**Set exercise**
Reproduce the full listing below word for word, leaving out the pictures.

**Material**

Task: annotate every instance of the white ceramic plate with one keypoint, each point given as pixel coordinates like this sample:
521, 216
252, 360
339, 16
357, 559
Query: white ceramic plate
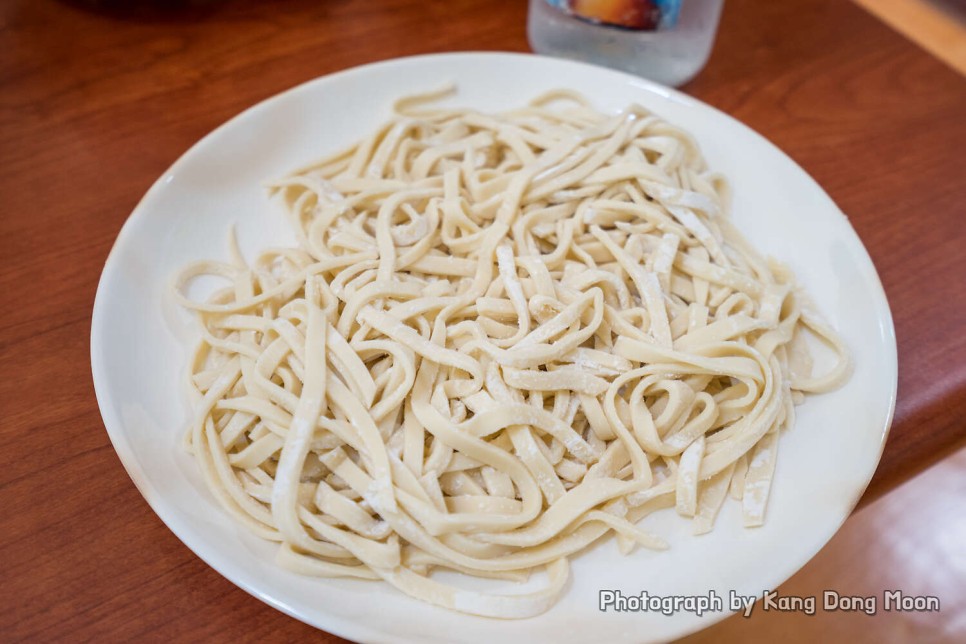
139, 344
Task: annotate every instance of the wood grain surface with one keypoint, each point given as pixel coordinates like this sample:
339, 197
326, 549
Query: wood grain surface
93, 108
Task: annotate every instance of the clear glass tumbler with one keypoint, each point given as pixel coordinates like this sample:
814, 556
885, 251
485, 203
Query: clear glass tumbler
667, 41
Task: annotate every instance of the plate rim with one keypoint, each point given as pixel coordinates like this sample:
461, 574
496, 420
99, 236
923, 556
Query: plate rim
334, 623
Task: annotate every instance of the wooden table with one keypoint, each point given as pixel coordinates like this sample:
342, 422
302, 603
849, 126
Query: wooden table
94, 108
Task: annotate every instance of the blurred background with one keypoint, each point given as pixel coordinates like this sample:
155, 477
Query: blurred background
82, 81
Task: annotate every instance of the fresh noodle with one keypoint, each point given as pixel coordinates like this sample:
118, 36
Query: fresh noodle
501, 338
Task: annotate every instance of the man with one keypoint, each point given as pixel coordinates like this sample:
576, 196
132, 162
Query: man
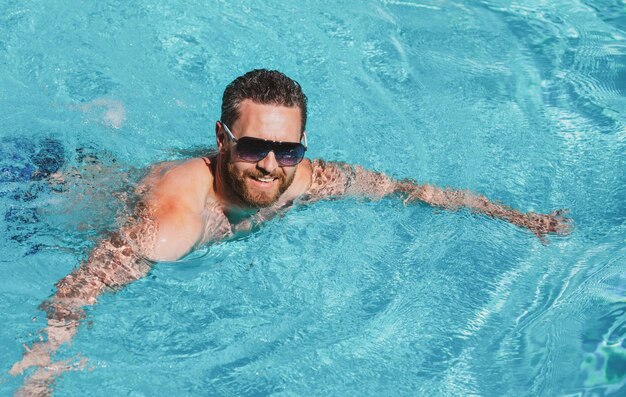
258, 170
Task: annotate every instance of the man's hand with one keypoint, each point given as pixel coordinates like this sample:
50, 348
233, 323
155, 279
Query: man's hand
540, 224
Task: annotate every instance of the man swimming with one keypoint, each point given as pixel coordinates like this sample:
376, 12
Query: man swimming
258, 170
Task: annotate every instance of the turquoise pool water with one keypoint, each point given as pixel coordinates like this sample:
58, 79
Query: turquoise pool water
523, 101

**Solved exercise**
Task: annotate every instance of the white ceramic plate with one keypoint, each point given as pixel coordinates like this sample:
521, 216
252, 360
339, 16
357, 559
Query: white ceramic plate
139, 344
Task: annotate every instance of the wood grain surface with one keypoint, each point given as pixel coordinates like this sample:
339, 197
326, 549
Query: wood grain surface
93, 108
Task: annotate every instance of the clear glass tumbler with one keypoint, each point given as pixel coordinates like this sample:
814, 556
885, 251
485, 203
Query: clear glass tumbler
667, 41
Task: annotate every instance of the plate rim with one keypoint, each point given as pixel coordinates like this sample:
461, 574
496, 420
99, 236
923, 556
Query: plate rim
334, 623
Task: annotate every instance of the wooden table with one keypoint, each point given as pixel coordinates like this sample:
342, 422
302, 603
849, 126
Query: wooden table
94, 108
Task: annotate every instance of the blurred background with one keypoint, each point given as pixel coordinates like this sample:
155, 477
Query: blurred background
82, 81
Task: annotate every instance of the fresh noodle with one keypoint, each point given as pixel coordinates like this sample:
118, 36
Query: fresh noodle
501, 338
Task: annotate every instance of the man with one keypoint, each point given as pixel coordinates like this sample:
576, 196
132, 162
Query: man
258, 170
Task: annotate every instance of the man's hand with one keypoint, each point given as pixel coordinates like this sample:
50, 348
233, 323
155, 279
Query: man's hand
540, 224
Task: annotate every instance of the man swimming with one keypoint, each point given as pixel coordinates like this sample:
376, 12
Query: man swimming
258, 170
Task: annotate every instance of the turquoise pool water with one keypoint, each point given as pixel coordinates like this sample:
58, 79
Query: turquoise pool water
523, 101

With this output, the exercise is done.